• TASKS TO PERFORM
1. Duplicate a passage of the fee section word for word, starting at the words "If the Offering" and ending after the words "in the Offering.".
2. Render this sentence from the fee section in Spanish: "For purposes of this Agreement, the term “Actual Purchase Price” shall mean the price at which the shares of the Common Stock are sold in the Offering."
3. Pick up the fee section after its final sentence and keep writing it.

• SELECTED TEXT
SUBSCRIPTION AND COMMUNITY OFFERING FEES

If the Offering is consummated, the Company agrees to pay BSP for its services a fee of one percent (1%) of the aggregate Actual Purchase Price of the shares of Common Stock sold in the Subscription Offering and Community Offering, excluding Common Stock purchased by or on behalf of (i) any employee benefit plan or trust of the Company established for the benefit of its directors, officers and employees, (ii) any charitable foundation established by the Company (or any shares contributed to such a charitable foundation), and (iii) any director, trustee, officer or employee of the Company or members of their immediate families (whether directly or through a personal trust) (the “Service Fee”). For purposes of this Agreement, the term “Actual Purchase Price” shall mean the price at which the shares of the Common Stock are sold in the Offering.

If (a) BSP’s engagement hereunder is terminated for any of the reasons provided for under the second paragraph of the section of this letter captioned “Definitive Agreement” or (b) the Offering is terminated by the Company, no fees, except for the Management Fee described below, shall be payable by the Company to BSP hereunder; however, the Company shall reimburse BSP for its reasonable out-of-pocket expenses (including legal fees) incurred in connection with its engagement hereunder and for any fees and expenses incurred by BSP on behalf of the Company pursuant to the second paragraph under the section captioned “Costs and Expenses” below.

• EXTRACTED INFORMATION
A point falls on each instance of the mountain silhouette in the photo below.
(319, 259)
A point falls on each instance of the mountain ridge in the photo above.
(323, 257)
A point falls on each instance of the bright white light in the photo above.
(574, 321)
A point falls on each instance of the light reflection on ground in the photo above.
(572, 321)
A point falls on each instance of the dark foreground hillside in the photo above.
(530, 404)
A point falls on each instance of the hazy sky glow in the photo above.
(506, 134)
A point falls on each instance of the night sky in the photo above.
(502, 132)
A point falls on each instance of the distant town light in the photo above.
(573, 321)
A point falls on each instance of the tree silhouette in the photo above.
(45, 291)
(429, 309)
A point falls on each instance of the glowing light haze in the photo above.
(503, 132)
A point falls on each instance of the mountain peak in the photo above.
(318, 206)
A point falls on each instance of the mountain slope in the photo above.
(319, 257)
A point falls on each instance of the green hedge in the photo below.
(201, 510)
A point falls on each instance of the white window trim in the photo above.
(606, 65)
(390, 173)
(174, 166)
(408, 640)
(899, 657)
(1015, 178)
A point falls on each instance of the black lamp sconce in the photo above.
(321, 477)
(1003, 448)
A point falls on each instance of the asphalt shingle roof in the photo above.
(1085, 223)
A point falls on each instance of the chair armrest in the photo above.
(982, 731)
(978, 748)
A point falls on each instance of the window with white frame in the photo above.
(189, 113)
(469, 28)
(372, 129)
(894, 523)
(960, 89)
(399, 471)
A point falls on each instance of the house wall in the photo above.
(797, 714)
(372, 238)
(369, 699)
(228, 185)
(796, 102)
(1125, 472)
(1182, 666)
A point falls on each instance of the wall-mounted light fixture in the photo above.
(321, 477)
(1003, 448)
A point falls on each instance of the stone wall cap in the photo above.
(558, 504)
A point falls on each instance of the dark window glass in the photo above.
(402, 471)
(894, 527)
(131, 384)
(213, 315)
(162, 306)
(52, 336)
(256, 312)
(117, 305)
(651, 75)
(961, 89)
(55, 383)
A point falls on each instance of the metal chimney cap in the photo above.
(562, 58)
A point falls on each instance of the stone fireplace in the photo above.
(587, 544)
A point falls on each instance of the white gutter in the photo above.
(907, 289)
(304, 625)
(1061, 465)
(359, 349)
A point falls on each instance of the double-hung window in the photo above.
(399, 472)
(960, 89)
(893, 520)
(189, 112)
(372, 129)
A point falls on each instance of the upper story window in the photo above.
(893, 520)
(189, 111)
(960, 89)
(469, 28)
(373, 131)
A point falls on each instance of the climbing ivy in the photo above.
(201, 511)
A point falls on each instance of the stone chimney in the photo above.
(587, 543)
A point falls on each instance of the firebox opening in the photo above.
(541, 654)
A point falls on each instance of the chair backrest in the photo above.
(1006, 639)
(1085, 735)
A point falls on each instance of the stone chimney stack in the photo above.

• OUTPUTS FOR THE TASKS
1.
If the Offering is consummated, the Company agrees to pay BSP for its services a fee of one percent (1%) of the aggregate Actual Purchase Price of the shares of Common Stock sold in the Subscription Offering and Community Offering, excluding Common Stock purchased by or on behalf of (i) any employee benefit plan or trust of the Company established for the benefit of its directors, officers and employees, (ii) any charitable foundation established by the Company (or any shares contributed to such a charitable foundation), and (iii) any director, trustee, officer or employee of the Company or members of their immediate families (whether directly or through a personal trust) (the “Service Fee”). For purposes of this Agreement, the term “Actual Purchase Price” shall mean the price at which the shares of the Common Stock are sold in the Offering.

2. A efectos del presente Acuerdo, el término “Precio de Compra Real” significará el precio al que se vendan las acciones ordinarias en la Oferta.

3.
All fees and expense reimbursements payable to BSP hereunder shall be payable in immediately available funds by wire transfer upon submission of a request for reimbursement by BSP and no later than at the time of the closing of the Offering, or upon the termination of BSP’s engagement hereunder or termination of the Offering, as the case may be. In recognition of the work to date and the long lead times involved in the stock offering process, the Company agrees to pay BSP a one-time, non-refundable management fee in the amount of $25,000, payable upon execution of this Agreement (the “Management Fee”). The Management Fee shall be deemed to have been earned in full when due. The Management Fee will be credited against the Service Fee.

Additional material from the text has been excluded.